Records from a data source:
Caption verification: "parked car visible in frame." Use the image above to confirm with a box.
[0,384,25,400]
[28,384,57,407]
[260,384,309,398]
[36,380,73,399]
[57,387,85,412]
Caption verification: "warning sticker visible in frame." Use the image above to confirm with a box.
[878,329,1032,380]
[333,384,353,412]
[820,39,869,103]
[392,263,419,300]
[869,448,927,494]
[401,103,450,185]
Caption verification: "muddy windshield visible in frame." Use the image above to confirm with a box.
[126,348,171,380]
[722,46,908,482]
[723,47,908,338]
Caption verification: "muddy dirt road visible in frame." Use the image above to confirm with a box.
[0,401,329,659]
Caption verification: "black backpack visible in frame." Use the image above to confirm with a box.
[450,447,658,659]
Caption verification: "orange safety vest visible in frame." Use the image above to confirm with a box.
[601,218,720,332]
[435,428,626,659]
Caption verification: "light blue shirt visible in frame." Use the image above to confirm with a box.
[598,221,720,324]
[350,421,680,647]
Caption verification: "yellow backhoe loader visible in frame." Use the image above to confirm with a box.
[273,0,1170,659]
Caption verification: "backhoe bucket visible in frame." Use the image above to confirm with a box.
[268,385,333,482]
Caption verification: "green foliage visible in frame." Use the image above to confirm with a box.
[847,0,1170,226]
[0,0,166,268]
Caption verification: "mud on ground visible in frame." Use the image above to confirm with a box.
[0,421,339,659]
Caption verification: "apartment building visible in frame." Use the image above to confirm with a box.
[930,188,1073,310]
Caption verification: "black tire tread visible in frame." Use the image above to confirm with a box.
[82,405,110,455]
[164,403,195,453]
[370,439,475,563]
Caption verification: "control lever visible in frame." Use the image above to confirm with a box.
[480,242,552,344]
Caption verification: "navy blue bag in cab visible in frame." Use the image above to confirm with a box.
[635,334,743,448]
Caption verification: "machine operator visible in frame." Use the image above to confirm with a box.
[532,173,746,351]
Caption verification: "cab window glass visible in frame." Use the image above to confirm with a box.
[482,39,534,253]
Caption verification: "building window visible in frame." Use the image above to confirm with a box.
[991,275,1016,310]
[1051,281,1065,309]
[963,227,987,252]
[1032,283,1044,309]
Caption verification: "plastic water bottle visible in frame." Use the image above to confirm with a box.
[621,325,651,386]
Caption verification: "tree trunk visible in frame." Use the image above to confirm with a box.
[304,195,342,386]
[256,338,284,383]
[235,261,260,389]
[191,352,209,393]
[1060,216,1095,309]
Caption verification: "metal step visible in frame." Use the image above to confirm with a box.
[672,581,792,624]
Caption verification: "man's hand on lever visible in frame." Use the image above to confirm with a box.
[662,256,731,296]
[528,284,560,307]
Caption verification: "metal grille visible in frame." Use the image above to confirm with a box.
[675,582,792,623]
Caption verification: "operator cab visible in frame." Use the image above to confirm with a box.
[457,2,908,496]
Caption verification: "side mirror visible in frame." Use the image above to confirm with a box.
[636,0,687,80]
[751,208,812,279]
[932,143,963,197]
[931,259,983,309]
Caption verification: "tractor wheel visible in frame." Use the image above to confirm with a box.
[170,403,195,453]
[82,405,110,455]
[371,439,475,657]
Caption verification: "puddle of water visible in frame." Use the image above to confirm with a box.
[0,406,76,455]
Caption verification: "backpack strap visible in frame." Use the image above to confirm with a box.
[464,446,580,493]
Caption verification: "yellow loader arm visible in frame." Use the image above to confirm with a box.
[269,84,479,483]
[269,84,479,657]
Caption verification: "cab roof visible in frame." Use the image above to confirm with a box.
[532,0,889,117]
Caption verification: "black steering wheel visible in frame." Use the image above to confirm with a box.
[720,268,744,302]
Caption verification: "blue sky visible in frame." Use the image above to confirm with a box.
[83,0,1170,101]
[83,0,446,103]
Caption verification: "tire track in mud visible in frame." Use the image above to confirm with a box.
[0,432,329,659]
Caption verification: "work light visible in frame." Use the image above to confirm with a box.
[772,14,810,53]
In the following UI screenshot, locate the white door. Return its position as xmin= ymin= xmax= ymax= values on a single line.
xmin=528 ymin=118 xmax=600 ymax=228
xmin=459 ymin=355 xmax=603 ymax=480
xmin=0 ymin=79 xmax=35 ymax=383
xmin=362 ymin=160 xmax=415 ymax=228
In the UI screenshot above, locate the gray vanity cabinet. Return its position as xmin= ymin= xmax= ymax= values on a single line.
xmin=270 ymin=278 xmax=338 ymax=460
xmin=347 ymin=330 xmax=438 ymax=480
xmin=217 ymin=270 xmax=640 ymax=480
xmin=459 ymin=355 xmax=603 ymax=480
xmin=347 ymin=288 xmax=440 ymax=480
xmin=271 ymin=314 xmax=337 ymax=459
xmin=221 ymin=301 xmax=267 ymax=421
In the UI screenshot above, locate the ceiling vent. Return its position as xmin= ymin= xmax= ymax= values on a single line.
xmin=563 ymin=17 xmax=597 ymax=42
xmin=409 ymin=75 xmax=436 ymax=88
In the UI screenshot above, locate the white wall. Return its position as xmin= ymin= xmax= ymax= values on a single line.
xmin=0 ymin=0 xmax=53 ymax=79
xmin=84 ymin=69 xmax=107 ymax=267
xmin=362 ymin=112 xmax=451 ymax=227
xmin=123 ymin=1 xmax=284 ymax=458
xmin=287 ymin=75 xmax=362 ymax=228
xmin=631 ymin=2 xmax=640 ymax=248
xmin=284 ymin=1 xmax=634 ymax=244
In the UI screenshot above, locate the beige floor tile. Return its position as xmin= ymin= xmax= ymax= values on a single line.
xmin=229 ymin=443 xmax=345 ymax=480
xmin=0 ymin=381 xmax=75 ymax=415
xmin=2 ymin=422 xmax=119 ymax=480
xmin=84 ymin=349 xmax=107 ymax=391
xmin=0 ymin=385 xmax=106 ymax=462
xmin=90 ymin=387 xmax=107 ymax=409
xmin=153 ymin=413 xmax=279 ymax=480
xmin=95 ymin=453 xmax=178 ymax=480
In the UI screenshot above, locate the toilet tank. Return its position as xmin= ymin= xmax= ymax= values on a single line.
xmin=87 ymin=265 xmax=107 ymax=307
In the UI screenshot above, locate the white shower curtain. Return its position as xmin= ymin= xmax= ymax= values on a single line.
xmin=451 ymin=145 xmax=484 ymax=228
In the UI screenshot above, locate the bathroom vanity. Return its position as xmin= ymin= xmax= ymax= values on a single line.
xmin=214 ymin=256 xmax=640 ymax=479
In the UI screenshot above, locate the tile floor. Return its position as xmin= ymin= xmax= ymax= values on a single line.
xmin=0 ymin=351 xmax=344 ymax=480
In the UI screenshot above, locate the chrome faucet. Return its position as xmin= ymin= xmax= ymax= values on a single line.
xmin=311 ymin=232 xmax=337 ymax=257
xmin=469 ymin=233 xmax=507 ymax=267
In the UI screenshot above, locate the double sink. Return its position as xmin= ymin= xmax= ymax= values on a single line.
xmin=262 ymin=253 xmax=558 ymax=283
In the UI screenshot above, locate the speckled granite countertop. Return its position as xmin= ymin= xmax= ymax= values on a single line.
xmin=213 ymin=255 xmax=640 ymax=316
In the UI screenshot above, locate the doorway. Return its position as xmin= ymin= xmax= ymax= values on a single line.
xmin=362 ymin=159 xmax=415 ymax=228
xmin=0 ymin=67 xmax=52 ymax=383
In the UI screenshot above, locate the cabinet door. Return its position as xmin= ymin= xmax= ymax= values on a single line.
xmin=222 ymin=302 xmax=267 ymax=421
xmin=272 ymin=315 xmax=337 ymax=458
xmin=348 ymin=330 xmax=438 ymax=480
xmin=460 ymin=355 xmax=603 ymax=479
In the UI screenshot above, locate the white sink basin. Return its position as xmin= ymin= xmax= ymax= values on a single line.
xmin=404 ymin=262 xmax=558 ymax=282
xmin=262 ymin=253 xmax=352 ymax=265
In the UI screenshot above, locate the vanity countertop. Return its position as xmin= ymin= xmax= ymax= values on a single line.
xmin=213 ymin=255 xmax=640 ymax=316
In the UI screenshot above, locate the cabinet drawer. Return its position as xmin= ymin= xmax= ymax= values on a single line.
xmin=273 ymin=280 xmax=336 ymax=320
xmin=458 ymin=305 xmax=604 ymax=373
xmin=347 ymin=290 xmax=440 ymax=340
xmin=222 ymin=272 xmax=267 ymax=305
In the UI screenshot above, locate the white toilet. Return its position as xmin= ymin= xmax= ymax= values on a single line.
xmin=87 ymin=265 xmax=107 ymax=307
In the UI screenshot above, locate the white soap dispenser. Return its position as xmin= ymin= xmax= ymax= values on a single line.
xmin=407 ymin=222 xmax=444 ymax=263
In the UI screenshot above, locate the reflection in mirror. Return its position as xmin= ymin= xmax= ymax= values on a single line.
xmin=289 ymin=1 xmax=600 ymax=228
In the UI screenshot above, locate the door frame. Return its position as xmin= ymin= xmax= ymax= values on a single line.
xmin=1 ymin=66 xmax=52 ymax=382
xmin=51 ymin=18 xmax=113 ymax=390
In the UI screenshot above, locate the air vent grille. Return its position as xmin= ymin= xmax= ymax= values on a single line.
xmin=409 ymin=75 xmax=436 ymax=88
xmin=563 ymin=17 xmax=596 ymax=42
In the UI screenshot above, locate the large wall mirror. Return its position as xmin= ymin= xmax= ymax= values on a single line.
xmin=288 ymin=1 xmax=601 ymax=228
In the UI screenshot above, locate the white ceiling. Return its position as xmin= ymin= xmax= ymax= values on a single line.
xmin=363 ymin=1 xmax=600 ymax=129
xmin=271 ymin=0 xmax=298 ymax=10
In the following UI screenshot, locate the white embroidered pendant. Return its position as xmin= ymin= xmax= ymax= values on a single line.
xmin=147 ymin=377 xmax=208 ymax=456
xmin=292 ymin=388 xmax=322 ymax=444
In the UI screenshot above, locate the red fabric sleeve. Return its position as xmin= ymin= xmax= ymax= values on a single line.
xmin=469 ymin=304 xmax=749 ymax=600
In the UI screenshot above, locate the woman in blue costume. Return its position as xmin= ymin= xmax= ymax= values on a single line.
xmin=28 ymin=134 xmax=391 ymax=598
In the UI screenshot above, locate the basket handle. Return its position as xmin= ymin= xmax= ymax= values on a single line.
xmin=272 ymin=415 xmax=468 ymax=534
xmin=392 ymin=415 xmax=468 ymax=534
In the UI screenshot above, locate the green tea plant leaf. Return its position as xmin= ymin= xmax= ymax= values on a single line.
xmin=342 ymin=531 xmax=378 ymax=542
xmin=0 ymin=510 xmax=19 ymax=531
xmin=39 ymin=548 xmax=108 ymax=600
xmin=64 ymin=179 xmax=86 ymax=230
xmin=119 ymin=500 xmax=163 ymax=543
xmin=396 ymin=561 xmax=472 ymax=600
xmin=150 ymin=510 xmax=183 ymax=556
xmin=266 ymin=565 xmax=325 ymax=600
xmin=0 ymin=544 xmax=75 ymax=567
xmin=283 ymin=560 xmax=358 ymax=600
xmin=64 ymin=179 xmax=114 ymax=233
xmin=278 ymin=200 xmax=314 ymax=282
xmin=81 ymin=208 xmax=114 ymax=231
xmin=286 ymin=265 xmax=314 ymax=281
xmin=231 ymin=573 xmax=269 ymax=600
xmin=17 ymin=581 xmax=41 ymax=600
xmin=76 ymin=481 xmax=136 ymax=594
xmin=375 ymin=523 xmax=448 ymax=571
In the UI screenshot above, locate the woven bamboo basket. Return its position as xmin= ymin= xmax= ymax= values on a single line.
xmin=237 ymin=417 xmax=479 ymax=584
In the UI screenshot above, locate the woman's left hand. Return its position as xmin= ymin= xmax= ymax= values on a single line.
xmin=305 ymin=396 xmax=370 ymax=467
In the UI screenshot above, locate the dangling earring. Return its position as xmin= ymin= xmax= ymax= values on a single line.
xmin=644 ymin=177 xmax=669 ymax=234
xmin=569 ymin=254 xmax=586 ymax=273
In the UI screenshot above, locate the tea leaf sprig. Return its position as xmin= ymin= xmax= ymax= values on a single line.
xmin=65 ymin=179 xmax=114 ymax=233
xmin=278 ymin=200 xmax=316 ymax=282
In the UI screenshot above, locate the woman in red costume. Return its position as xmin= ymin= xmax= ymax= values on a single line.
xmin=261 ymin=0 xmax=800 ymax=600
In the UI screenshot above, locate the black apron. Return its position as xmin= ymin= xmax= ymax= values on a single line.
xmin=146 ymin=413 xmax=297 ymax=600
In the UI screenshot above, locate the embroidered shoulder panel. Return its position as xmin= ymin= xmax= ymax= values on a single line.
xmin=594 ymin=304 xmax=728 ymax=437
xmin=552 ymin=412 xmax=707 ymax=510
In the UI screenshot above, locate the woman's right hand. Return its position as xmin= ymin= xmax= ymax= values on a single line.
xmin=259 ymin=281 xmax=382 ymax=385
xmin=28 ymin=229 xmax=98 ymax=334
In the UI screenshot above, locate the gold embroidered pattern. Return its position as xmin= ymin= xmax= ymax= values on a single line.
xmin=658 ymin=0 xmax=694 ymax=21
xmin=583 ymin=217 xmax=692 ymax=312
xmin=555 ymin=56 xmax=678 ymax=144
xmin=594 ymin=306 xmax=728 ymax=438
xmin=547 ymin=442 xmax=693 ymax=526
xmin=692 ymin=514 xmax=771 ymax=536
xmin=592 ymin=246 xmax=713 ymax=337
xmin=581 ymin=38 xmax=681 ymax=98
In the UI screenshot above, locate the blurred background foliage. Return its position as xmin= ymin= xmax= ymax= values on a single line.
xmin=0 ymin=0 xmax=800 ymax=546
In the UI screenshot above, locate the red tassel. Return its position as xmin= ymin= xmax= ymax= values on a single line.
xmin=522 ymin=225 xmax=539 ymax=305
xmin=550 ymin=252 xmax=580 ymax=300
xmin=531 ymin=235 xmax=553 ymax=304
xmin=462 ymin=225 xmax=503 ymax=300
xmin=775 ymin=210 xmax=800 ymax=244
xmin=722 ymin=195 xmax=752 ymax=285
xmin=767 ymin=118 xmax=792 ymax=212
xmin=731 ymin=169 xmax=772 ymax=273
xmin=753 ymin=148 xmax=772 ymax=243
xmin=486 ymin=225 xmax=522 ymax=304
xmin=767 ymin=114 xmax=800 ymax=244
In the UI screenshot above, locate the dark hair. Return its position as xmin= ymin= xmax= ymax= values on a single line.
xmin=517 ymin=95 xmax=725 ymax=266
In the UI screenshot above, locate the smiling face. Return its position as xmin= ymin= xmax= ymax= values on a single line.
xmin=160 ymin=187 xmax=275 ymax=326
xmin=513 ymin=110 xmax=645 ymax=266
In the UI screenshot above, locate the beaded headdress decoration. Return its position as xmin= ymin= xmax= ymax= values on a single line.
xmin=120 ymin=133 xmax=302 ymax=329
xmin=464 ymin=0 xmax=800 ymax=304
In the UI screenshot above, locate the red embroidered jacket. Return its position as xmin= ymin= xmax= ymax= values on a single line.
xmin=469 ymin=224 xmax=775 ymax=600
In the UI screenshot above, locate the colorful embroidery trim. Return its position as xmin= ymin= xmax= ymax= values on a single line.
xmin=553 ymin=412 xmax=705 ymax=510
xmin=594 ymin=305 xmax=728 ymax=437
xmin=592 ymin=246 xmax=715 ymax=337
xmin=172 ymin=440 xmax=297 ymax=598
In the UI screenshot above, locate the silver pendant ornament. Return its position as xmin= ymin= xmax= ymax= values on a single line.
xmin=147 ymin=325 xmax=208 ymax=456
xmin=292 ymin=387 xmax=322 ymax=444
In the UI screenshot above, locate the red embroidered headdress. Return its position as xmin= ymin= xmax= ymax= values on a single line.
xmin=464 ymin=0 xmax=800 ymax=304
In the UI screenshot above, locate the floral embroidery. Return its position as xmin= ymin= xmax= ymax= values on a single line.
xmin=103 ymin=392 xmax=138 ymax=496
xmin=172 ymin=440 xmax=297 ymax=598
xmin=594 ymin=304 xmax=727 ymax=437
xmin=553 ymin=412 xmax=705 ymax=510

* [What is being asked]: Swap "right hand" for "left hand" in the part that opens with the line containing "In the UI screenshot above, locate the woman's right" and closes with the line containing "xmin=28 ymin=229 xmax=98 ymax=334", then give those lines again with nothing else changed.

* [Complete answer]:
In the UI screenshot above, locate the woman's left hand. Return its position as xmin= ymin= xmax= ymax= values on a single line.
xmin=259 ymin=281 xmax=382 ymax=385
xmin=28 ymin=229 xmax=98 ymax=334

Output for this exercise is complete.